## WRITTEN EXERCISE
Can you copy every one of the records below word for word, leaving the pictures out of your copy?

## EXTRACTED DATA
========================================================================

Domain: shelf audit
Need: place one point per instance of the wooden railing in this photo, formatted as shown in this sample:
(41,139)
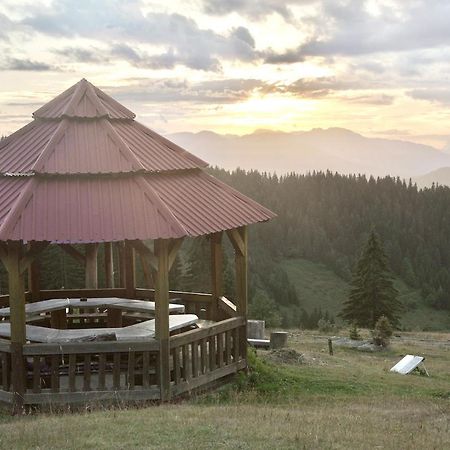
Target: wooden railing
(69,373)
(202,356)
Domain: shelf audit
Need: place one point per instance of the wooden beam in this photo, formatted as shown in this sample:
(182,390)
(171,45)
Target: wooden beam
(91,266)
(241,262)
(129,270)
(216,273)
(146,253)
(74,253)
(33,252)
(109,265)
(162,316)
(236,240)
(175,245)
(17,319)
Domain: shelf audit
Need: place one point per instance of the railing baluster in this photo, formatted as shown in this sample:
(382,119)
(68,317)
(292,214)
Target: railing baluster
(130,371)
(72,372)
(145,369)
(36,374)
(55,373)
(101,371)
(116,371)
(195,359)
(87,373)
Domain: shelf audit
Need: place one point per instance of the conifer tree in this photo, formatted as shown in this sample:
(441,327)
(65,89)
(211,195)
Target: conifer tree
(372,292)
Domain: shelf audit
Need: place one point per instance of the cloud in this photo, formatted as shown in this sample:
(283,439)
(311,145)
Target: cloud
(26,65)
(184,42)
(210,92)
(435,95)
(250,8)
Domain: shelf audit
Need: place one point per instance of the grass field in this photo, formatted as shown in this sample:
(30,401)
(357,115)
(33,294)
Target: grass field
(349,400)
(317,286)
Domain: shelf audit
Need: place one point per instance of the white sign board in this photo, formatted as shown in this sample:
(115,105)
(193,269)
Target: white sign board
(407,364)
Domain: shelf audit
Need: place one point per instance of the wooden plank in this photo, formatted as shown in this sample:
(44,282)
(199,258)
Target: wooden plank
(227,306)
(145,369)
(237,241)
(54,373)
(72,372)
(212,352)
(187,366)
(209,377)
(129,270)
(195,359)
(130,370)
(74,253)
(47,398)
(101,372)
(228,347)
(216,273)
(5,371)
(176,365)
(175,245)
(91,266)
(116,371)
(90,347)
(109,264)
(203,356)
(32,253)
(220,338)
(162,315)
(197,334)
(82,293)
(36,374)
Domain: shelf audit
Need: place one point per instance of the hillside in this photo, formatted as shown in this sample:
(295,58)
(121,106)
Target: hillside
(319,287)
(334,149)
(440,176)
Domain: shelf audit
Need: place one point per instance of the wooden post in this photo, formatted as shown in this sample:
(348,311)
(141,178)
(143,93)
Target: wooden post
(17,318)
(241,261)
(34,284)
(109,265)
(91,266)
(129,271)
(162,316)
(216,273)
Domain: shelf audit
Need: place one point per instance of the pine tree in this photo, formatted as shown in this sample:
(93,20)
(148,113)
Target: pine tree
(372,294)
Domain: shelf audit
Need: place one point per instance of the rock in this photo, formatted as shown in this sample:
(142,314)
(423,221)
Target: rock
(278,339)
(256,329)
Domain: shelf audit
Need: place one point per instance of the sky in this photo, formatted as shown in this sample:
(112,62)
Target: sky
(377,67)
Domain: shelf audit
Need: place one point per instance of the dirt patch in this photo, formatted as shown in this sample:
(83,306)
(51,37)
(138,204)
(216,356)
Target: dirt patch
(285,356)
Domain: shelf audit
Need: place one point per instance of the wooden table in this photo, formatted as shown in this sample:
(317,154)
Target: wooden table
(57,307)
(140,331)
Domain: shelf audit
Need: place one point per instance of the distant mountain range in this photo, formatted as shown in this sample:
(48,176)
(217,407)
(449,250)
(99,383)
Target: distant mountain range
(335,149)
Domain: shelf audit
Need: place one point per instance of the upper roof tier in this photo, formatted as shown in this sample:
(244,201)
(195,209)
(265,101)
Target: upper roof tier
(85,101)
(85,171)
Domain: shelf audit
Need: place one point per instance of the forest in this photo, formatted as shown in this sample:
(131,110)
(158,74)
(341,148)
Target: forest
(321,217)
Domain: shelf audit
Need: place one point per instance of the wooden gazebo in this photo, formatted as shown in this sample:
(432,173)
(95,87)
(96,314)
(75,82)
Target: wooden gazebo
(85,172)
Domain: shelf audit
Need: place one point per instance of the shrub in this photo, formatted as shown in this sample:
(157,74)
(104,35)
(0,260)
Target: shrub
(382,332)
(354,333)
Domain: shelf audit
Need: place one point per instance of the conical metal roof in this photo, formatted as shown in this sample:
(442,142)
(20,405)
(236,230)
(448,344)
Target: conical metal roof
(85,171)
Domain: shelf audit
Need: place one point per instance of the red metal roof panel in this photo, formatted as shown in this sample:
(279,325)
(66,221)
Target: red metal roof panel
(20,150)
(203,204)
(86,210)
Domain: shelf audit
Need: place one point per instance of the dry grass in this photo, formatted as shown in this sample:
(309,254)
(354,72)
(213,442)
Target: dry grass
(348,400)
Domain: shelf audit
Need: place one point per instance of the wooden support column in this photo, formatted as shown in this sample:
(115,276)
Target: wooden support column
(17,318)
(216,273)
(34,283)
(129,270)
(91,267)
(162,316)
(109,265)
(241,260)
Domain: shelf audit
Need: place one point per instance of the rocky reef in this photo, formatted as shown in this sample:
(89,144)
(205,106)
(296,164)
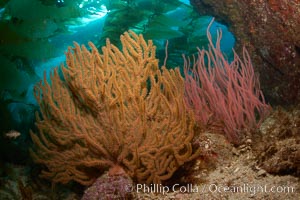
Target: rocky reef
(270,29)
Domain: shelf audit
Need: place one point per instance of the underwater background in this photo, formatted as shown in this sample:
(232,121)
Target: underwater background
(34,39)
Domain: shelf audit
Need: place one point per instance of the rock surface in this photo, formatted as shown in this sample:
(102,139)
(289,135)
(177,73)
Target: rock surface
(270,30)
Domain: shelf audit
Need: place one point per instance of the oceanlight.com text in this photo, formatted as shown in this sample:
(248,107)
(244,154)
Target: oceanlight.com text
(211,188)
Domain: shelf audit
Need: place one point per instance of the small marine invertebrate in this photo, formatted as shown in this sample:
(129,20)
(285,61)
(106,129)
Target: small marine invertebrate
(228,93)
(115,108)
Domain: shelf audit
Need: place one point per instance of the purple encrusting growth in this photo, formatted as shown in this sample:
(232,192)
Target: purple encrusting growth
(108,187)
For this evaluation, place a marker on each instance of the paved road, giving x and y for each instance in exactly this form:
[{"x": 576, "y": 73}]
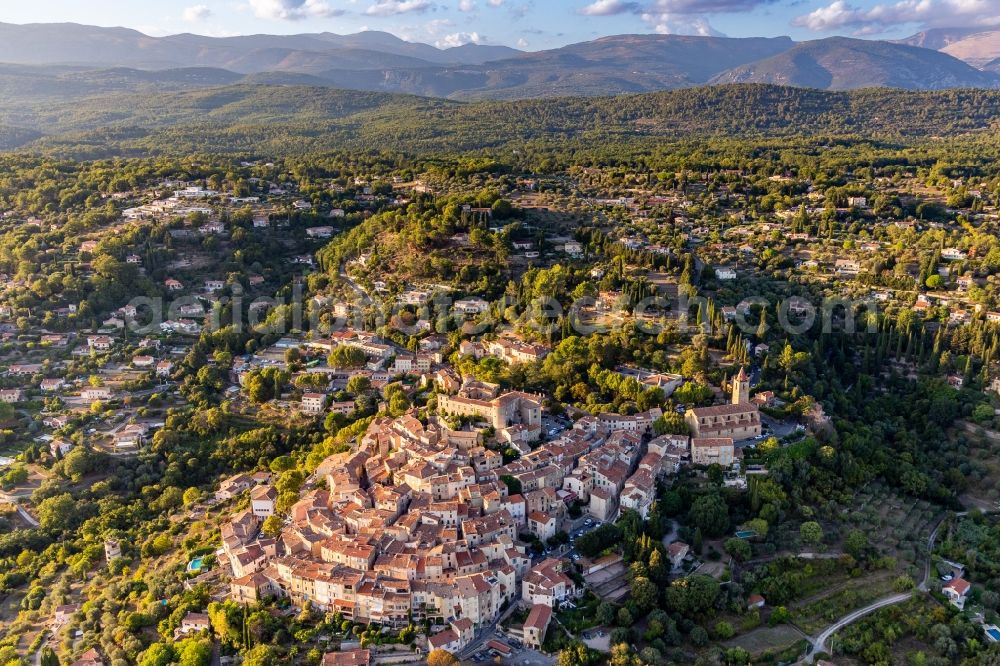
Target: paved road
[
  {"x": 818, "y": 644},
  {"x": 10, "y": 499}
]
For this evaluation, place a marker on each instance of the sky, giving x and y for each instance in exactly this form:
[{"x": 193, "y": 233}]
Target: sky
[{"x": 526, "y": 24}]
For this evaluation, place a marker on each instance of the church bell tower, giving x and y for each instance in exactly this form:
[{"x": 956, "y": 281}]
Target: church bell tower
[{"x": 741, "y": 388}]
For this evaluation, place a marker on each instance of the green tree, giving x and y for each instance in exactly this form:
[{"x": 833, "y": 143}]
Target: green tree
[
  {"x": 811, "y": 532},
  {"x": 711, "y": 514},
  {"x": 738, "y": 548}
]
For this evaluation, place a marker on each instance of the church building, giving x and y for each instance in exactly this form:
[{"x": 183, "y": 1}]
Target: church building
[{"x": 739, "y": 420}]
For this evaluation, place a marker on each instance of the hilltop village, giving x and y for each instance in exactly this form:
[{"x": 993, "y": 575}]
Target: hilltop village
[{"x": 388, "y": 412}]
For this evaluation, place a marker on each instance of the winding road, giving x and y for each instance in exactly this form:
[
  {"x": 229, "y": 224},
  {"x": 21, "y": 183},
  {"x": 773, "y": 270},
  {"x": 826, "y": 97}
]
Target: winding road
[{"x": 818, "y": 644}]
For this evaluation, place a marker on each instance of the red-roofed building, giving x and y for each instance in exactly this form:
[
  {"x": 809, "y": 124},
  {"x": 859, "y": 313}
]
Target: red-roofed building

========================================================================

## THE REPLY
Domain: shelf audit
Need: place one point per instance of the wooden railing in this photo, formatted as shown in this sample:
(41,139)
Target: wooden railing
(69,373)
(202,356)
Domain: shelf audit
Need: place one point per instance of the wooden beam in this photo, formatted as shown in this sample:
(182,390)
(171,45)
Target: wooden beam
(91,266)
(241,262)
(129,270)
(216,273)
(146,253)
(74,253)
(33,252)
(109,265)
(162,316)
(236,240)
(175,245)
(17,319)
Domain: shelf audit
Need: place one point per instance of the railing baluster in this photo, formatted as shown in this sample:
(382,119)
(68,317)
(292,214)
Target: railing baluster
(130,371)
(72,372)
(145,369)
(36,374)
(55,373)
(101,371)
(116,371)
(195,359)
(87,373)
Domain: shelf audit
Need: place one point per instance of the conifer tree in this photo, formatted as shown in this sample:
(441,327)
(65,89)
(211,195)
Target: conifer tree
(372,292)
Domain: shelf audit
Need: place one point per instance of the cloud in this photo, formatted as shown in this sample:
(283,439)
(311,145)
Target: cloud
(26,65)
(184,42)
(210,92)
(435,95)
(250,8)
Domain: shelf audit
Need: place one point per instance of the grass field in this photo, formatted as shown in this sample:
(30,401)
(357,115)
(33,294)
Target: grass field
(349,400)
(317,286)
Domain: shelf audit
Need: place one point per instance of the white sign board in this photo, formatted as shown in this sample:
(115,105)
(193,269)
Target: white sign board
(407,364)
Domain: shelf audit
Need: place one point per instance of the wooden plank in this photo, formatted as shown in this sample:
(44,282)
(199,258)
Target: wooden plank
(227,306)
(145,369)
(237,241)
(54,373)
(72,372)
(212,352)
(187,366)
(209,377)
(129,270)
(195,359)
(130,370)
(74,253)
(47,398)
(101,372)
(228,347)
(216,273)
(5,371)
(176,365)
(175,245)
(91,266)
(116,371)
(90,347)
(109,264)
(203,356)
(32,253)
(220,338)
(162,315)
(197,334)
(82,293)
(36,374)
Domain: shelf audit
Need: place one point per instance of the hillside in this photo, formatted as shown in this sample:
(295,58)
(121,106)
Target: hillside
(319,287)
(334,149)
(440,176)
Domain: shelf audit
Need: place one point per instance of the wooden post in this photo, formatted as shown in this sample:
(348,311)
(141,178)
(143,93)
Target: wooden post
(17,318)
(241,261)
(34,284)
(109,265)
(91,266)
(129,271)
(162,316)
(216,273)
Domain: shelf audit
Need: place one point per instance of the pine tree in this photo, formatted as shown in this sample:
(93,20)
(148,113)
Target: pine tree
(372,294)
Domain: shelf audit
Need: place one point per instance of the rock in this photo, formatted as shown in this sample:
(142,314)
(423,221)
Target: rock
(278,339)
(256,329)
Domain: shelf audit
Need: place one point per instance of the sky in this photo, formatted as shown in this sample:
(112,62)
Target: sky
(377,67)
Domain: shelf audit
Need: place one point per instance of the dirt patch in this photo, formatted as shown in this sample:
(83,306)
(51,37)
(138,204)
(216,356)
Target: dirt patch
(285,356)
Domain: shelf audit
Need: place one point per instance of the wooden table in this photo, formatted as shown in this sample:
(317,154)
Target: wooden table
(57,307)
(140,331)
Domain: shelf audit
Need: place one point per instance of the distant mountain range in this photo, formatted as shown in this sample:
(48,176)
(217,407)
(449,250)
(99,383)
Target: distant mountain range
(335,149)
Domain: shelf audit
Need: place one point per instance of the upper roof tier in this photo, formatted as shown in this sample:
(244,201)
(195,209)
(265,101)
Target: upper roof tier
(85,101)
(85,171)
Domain: shelf audit
Need: place one point per instance of the forest in this photo, formatted as shown in this sample:
(131,110)
(158,74)
(341,148)
Target: forest
(321,217)
Domain: shelf audit
Need: place one point per instance of the wooden gazebo in this photo, formatted as shown in this sample:
(432,173)
(95,87)
(96,314)
(75,82)
Target: wooden gazebo
(85,172)
Domain: shelf audit
Need: place one point per instance of the shrub in this photo, formatted as shown in this sample:
(157,74)
(104,35)
(0,260)
Target: shrub
(382,332)
(354,333)
Domain: shelf audit
Need: place one point per instance of the conical metal roof in this photo, formatted as shown in this sample:
(442,142)
(20,405)
(236,230)
(448,344)
Target: conical metal roof
(85,171)
Domain: shelf audit
Need: place one point per instance of the red metal roof panel in this photo, formatted as shown in this sample:
(279,325)
(66,221)
Target: red metal roof panel
(20,150)
(203,204)
(86,210)
Domain: shelf audit
Need: place one point per instance of the dry grass in this photo, formatted as shown in this sample:
(309,254)
(354,72)
(213,442)
Target: dry grass
(348,400)
Domain: shelf audit
Need: place one point per instance of the wooden support column in this photo, formatted as shown in this sample:
(115,276)
Target: wooden support column
(17,318)
(216,273)
(34,283)
(129,270)
(91,267)
(162,316)
(109,265)
(241,260)
Domain: shelf audit
Need: place one point per instance of the rocky reef in this photo, formatted as shown in this sample:
(89,144)
(205,106)
(296,164)
Target: rocky reef
(270,29)
Domain: shelf audit
Need: place one point per instance of the underwater background in this photo, formatted as shown in this sample:
(232,121)
Target: underwater background
(34,39)
Domain: shelf audit
Need: place one point per instance of the rock surface in this photo, formatted as shown in this sample:
(102,139)
(289,135)
(177,73)
Target: rock surface
(270,30)
Domain: shelf audit
Need: place one point per instance of the oceanlight.com text in this photo, formatted as shown in this sample:
(248,107)
(244,154)
Target: oceanlight.com text
(211,188)
Domain: shelf audit
Need: place one point per instance of the small marine invertebrate in this photo, formatted as shown in this sample:
(129,20)
(285,61)
(106,129)
Target: small marine invertebrate
(228,93)
(115,108)
Domain: shelf audit
Need: place one point per instance of the purple encrusting growth in this photo, formatted as shown in this sample:
(232,192)
Target: purple encrusting growth
(108,187)
For this evaluation, place a marker on each instance of the paved road, giving x and y for each instance in exactly this form:
[{"x": 576, "y": 73}]
Target: paved road
[
  {"x": 818, "y": 644},
  {"x": 10, "y": 499}
]
For this evaluation, place a marker on each instance of the sky, giving x and y for each instance in exactly this form:
[{"x": 193, "y": 233}]
Target: sky
[{"x": 526, "y": 24}]
For this evaluation, place a marker on each instance of the church bell tower, giving x and y for each instance in exactly this form:
[{"x": 956, "y": 281}]
Target: church bell tower
[{"x": 741, "y": 388}]
For this evaluation, place a marker on each instance of the green tree, giving x and y for each instance in exactly this form:
[{"x": 833, "y": 143}]
Target: green tree
[
  {"x": 811, "y": 532},
  {"x": 711, "y": 514},
  {"x": 738, "y": 548}
]
For this evaluation, place a marker on each instance of the church building, giving x and y for each instance in exactly this form:
[{"x": 183, "y": 1}]
Target: church building
[{"x": 739, "y": 420}]
For this evaluation, place a marker on each instance of the hilltop village, giving x and y for each instance in exactly this form:
[{"x": 993, "y": 575}]
Target: hilltop village
[{"x": 388, "y": 412}]
For this evaluation, place a marker on each instance of the winding road, giving x and y for each instance in exactly this form:
[
  {"x": 229, "y": 224},
  {"x": 21, "y": 183},
  {"x": 773, "y": 270},
  {"x": 826, "y": 97}
]
Target: winding road
[{"x": 818, "y": 644}]
For this evaluation, place a marker on each instance of the red-roofed building, giving x and y for each instance in exactly this form:
[
  {"x": 809, "y": 124},
  {"x": 859, "y": 313}
]
Target: red-roofed building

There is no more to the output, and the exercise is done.